_Excerpt provided_
--- START ---
I remember the eager anticipation that led to the turn of century. All throughout 1999, all I ever saw or heard in the media was millenium this, millenium that. Sure, the Gregorian calendar is a completely human invention. But it has a strong social impact on our lives. Many people in Western history never experienced a century turn. Most would never experience a millenium turn, because it only happens once every thousand years. Depending on the era, people rarely lived beyond age 50, 60 or 80.

But as the turn of the millenium was a human invention, it affected other human inventions. By the end of the 20th century, computing had already entered our lives in a wide variety of facets. In fact, we were already dependent on it. (Yes, I know the 21st century started on January 1st, 2001. But the turn of the millenium definitely happened as December 31st, 1999 became January 1st, 2000.)

All computers run by clocks. One manages the data bus and the CPU, and the other runs the system time as maintained by firmware. The firmware in most PCs and servers record dates according to the Gregorian calendar. But as basic computing processes can calculate numbers faster than character strings that need to be converted into numbers, the dates in system time are in a numerical format- 12/31/99 or 31/12/99 for example. The standards developed by major OEMs in the 20th century, such as IBM, kept to a nice and balanced two digits, two digits, two digits.
--- END ---
_Entries supplied_
--- START ---
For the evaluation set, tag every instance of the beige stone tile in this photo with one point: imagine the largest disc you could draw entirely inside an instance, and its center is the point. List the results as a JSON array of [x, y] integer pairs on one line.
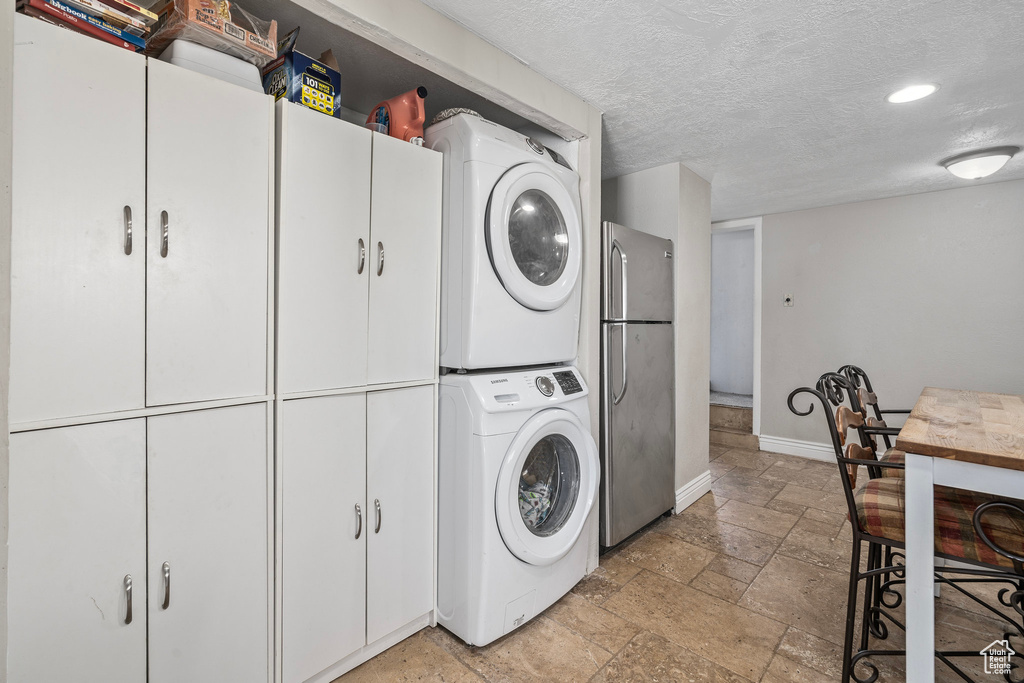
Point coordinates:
[[734, 568], [596, 625], [416, 658], [720, 537], [832, 553], [829, 501], [803, 472], [720, 586], [785, 671], [809, 597], [611, 573], [817, 653], [785, 506], [668, 556], [757, 518], [651, 657], [539, 650], [737, 639]]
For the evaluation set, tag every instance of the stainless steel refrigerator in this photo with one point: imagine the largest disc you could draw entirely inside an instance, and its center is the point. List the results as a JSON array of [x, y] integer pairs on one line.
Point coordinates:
[[638, 453]]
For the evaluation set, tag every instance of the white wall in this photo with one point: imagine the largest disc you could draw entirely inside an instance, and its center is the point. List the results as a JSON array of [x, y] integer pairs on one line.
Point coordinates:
[[732, 311], [673, 202], [926, 290]]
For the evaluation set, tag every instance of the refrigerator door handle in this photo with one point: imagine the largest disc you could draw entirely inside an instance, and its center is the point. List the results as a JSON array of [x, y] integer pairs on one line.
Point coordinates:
[[623, 280], [622, 392]]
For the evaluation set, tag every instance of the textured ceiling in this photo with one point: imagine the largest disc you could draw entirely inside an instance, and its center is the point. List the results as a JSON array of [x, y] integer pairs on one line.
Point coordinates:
[[779, 103]]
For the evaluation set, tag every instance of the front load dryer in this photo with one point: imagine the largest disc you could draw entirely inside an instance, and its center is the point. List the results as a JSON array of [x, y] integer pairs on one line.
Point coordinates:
[[512, 248], [518, 476]]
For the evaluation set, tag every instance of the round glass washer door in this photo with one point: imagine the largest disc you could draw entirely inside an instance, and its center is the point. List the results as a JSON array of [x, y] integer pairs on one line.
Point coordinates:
[[534, 237], [546, 487]]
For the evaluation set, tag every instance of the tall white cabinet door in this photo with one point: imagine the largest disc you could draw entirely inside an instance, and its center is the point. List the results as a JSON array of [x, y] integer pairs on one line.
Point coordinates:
[[323, 250], [77, 530], [406, 215], [325, 526], [400, 478], [208, 196], [208, 526], [78, 317]]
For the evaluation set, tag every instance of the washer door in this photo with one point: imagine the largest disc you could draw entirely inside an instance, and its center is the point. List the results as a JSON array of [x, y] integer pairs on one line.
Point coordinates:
[[534, 237], [546, 486]]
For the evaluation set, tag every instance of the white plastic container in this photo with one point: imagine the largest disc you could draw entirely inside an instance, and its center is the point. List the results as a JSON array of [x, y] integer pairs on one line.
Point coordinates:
[[210, 61]]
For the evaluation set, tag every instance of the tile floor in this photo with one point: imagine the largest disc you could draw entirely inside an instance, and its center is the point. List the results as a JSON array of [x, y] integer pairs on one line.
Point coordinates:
[[749, 584]]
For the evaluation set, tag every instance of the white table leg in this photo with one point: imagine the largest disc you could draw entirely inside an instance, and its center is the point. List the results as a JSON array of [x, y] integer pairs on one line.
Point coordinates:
[[920, 579]]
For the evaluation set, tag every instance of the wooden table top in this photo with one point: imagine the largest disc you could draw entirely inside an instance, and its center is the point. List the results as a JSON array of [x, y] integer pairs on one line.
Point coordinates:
[[975, 427]]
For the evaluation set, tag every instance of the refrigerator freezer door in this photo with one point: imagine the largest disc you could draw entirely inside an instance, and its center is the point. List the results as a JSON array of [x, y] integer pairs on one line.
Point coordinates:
[[638, 452], [640, 266]]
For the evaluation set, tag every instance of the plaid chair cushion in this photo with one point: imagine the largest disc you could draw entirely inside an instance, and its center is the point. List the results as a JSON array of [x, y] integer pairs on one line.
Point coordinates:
[[892, 456], [881, 513]]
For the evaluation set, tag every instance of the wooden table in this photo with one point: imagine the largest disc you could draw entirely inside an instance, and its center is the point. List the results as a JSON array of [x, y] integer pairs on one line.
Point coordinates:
[[966, 439]]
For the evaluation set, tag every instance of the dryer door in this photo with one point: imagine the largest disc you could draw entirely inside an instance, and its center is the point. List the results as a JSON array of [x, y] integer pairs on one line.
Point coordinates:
[[534, 237], [546, 486]]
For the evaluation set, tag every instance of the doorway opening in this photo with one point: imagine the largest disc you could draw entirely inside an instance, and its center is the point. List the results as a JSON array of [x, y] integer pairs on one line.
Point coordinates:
[[735, 333]]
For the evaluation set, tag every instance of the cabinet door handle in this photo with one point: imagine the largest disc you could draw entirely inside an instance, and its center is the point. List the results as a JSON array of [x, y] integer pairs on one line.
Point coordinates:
[[167, 586], [163, 233], [128, 598], [127, 230]]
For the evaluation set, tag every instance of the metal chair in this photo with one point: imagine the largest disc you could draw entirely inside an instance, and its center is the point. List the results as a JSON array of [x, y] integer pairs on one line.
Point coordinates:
[[972, 528]]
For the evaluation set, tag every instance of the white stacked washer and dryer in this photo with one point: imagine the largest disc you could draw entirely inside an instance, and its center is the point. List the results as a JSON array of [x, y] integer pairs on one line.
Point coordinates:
[[518, 468]]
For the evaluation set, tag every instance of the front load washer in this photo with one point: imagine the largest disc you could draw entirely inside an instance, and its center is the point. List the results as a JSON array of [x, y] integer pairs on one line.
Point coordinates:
[[518, 476], [512, 248]]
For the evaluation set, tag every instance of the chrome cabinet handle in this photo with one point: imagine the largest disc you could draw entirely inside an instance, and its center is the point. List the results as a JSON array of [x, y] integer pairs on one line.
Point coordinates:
[[163, 232], [622, 392], [623, 280], [167, 586], [128, 598], [127, 230]]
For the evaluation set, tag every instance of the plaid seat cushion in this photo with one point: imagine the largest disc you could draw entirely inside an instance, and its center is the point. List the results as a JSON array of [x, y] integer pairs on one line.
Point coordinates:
[[881, 513], [893, 456]]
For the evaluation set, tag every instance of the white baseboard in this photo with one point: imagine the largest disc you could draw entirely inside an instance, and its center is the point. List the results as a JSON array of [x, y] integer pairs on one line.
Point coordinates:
[[792, 446], [691, 491]]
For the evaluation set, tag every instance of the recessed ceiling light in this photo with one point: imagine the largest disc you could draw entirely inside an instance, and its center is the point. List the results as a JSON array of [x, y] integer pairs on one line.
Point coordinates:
[[911, 92], [974, 165]]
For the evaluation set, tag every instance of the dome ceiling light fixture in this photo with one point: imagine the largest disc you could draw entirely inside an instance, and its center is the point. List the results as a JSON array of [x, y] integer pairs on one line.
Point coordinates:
[[975, 165], [911, 92]]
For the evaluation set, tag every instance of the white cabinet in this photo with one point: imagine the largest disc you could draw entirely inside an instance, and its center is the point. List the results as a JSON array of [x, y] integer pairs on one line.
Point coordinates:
[[77, 532], [208, 191], [404, 236], [103, 317], [78, 316], [323, 245], [358, 240], [83, 503], [326, 522], [400, 491], [357, 522], [208, 532]]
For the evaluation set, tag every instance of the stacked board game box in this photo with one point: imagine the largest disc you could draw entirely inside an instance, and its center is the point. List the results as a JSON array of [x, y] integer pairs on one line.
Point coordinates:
[[120, 23]]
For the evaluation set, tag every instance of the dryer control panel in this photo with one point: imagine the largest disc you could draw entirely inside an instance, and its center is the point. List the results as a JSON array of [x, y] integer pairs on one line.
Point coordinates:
[[526, 388]]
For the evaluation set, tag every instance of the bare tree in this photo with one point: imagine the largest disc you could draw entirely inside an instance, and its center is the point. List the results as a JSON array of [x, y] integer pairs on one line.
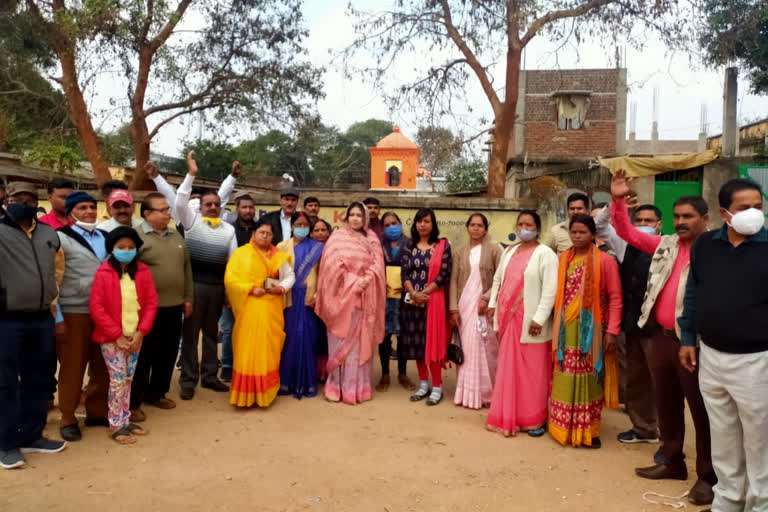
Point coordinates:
[[470, 37]]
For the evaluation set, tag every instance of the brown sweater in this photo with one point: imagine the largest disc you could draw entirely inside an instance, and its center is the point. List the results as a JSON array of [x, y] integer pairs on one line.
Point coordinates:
[[490, 255]]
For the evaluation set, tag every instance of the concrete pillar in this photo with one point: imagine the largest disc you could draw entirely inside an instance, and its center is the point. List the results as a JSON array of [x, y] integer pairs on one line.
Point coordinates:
[[621, 112], [730, 124]]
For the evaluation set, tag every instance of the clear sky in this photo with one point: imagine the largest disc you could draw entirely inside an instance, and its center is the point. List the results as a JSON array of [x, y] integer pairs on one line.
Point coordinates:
[[683, 85]]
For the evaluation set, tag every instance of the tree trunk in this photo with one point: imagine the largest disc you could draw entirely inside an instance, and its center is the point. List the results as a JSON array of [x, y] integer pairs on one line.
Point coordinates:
[[140, 140], [504, 129], [78, 113]]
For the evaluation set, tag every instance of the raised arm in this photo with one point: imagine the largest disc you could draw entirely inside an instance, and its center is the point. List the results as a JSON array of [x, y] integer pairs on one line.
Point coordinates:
[[606, 232], [185, 214]]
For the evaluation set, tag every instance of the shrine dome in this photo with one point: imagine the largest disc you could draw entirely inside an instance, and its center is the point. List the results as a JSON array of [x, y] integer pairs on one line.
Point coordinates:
[[396, 140]]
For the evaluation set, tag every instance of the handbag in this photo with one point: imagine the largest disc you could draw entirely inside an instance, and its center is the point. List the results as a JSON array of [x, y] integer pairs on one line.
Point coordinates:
[[455, 353]]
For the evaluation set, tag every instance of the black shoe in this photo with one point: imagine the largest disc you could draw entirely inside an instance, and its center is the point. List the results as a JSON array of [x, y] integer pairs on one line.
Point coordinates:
[[44, 445], [187, 393], [701, 493], [216, 385], [71, 433], [96, 422]]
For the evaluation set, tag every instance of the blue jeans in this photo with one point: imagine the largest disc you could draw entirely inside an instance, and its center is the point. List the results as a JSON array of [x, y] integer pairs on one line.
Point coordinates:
[[26, 350], [226, 322]]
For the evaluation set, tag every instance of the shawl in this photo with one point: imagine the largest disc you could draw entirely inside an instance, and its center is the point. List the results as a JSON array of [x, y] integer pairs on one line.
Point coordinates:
[[587, 309], [437, 328], [348, 257]]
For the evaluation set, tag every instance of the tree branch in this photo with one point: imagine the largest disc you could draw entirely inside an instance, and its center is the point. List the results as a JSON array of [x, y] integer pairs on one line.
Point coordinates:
[[472, 61], [552, 16]]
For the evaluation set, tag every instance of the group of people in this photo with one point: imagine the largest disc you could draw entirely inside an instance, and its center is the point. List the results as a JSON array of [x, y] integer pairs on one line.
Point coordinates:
[[538, 330]]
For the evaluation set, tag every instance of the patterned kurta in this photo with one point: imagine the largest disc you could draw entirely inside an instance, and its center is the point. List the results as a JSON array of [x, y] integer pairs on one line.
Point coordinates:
[[413, 319]]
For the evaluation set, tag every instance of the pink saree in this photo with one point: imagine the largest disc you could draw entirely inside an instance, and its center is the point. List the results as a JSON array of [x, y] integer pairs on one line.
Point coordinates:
[[354, 317], [524, 371]]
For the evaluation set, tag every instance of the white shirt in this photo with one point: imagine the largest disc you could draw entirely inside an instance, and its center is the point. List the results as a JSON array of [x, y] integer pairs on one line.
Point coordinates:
[[285, 223]]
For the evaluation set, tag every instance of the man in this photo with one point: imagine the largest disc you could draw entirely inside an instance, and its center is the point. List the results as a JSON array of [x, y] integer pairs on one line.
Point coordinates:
[[82, 252], [120, 210], [58, 190], [662, 304], [374, 209], [165, 253], [559, 234], [225, 189], [312, 208], [726, 302], [28, 287], [210, 243], [281, 219], [244, 224], [635, 355]]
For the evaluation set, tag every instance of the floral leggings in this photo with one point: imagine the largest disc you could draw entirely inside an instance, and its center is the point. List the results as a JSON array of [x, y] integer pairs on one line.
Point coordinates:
[[120, 365]]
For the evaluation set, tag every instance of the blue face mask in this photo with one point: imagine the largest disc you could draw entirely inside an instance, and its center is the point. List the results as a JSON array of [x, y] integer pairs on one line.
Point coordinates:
[[124, 256], [393, 232], [648, 230]]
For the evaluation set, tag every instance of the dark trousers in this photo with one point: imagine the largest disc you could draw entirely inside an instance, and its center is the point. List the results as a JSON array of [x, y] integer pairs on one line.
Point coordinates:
[[674, 385], [154, 370], [639, 394], [209, 299], [385, 352], [26, 348], [76, 350]]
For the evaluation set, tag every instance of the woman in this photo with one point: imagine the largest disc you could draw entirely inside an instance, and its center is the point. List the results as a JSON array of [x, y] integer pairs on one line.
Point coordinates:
[[585, 277], [123, 306], [321, 230], [350, 300], [426, 269], [257, 277], [521, 308], [474, 266], [393, 240], [298, 369]]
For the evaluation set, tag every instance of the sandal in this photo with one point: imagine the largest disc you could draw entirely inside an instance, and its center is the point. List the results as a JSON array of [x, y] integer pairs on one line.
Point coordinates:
[[137, 430], [123, 436]]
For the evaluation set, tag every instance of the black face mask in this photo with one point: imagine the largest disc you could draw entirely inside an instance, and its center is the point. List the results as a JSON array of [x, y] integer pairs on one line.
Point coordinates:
[[21, 211]]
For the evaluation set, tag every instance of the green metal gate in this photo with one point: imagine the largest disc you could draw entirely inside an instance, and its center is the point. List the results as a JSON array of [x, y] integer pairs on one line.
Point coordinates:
[[672, 185]]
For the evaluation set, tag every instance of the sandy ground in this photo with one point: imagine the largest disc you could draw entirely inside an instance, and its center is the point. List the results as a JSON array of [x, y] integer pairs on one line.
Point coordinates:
[[386, 455]]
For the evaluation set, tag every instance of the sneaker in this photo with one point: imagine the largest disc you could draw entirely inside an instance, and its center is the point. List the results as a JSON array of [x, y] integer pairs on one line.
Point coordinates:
[[44, 445], [630, 436], [12, 459]]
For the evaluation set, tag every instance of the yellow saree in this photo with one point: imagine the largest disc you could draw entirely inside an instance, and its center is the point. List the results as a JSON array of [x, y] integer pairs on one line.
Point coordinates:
[[258, 334]]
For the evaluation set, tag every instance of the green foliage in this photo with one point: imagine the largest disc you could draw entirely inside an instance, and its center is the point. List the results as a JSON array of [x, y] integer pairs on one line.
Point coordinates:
[[467, 175], [440, 149], [214, 159], [737, 30]]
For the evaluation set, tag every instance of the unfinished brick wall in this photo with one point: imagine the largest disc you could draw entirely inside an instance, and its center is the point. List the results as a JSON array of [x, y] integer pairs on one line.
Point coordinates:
[[598, 134]]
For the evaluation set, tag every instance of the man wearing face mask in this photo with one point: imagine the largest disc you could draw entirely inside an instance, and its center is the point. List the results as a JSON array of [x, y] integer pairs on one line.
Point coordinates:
[[726, 304], [27, 291], [210, 243], [662, 304], [82, 252], [635, 355]]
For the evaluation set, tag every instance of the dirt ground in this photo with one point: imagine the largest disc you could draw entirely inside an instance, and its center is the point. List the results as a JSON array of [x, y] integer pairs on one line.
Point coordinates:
[[386, 455]]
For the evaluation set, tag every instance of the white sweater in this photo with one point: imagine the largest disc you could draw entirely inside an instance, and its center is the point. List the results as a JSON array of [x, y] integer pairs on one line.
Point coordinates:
[[539, 288]]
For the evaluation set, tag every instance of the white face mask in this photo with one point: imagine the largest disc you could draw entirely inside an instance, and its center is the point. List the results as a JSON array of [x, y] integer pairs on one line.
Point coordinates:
[[648, 230], [87, 226], [747, 222], [527, 235]]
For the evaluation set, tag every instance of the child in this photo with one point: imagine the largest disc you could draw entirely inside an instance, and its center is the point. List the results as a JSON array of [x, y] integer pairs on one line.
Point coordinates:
[[123, 307]]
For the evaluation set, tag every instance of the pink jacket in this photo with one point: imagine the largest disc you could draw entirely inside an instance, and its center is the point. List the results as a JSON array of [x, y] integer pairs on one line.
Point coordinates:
[[106, 303]]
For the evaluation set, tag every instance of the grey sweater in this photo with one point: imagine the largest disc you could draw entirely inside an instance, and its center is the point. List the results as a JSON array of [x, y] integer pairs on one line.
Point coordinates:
[[27, 277]]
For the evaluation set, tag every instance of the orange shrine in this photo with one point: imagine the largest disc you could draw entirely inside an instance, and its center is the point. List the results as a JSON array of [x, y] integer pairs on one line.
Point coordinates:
[[394, 162]]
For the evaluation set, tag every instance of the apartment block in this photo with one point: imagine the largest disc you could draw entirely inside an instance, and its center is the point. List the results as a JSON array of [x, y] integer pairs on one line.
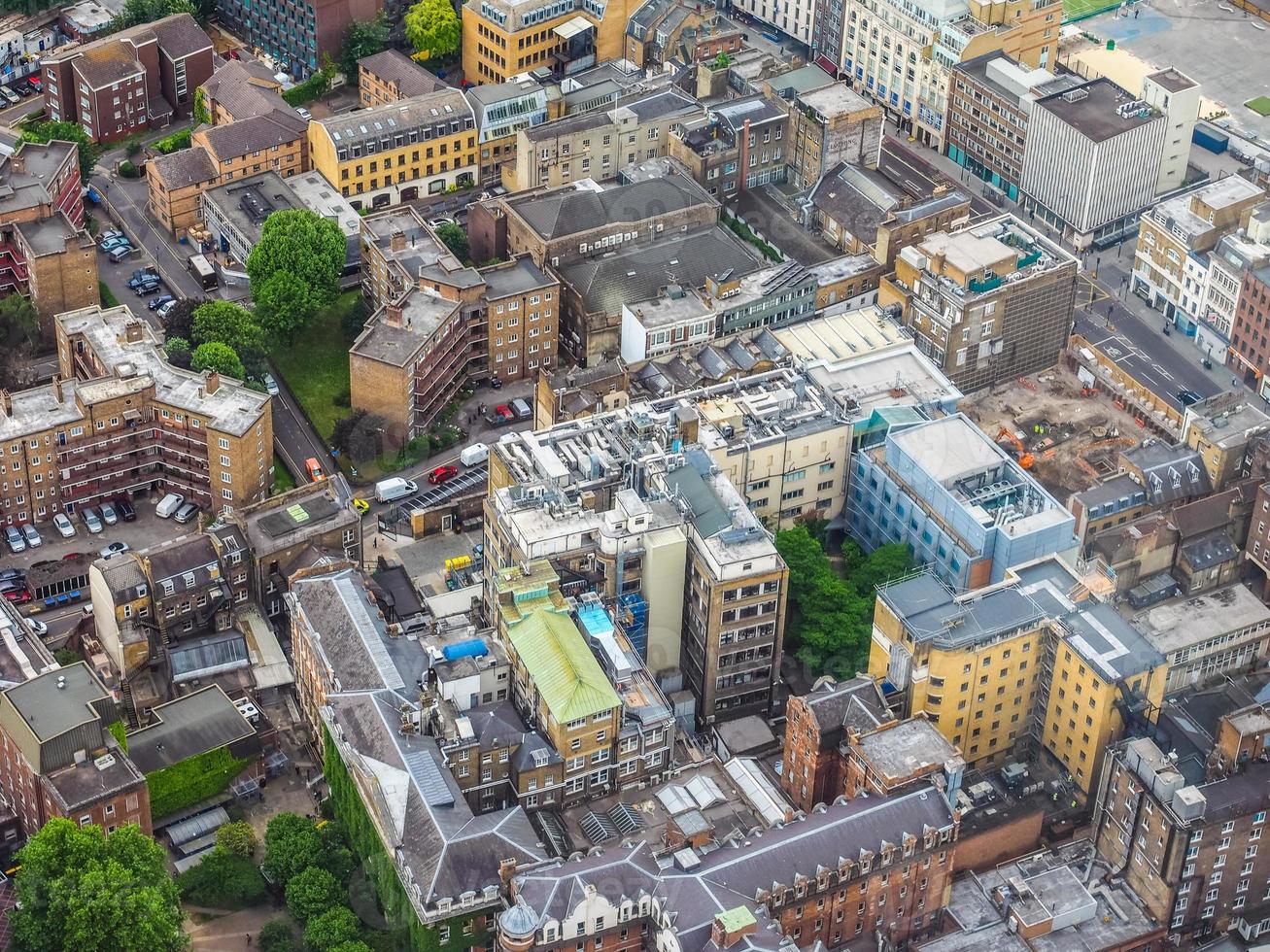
--- END ---
_Problem_
According to the passage on the turn of the millennium, on what date did the 21st century start? You don't need the listing.

_Finished exercise_
January 1st, 2001.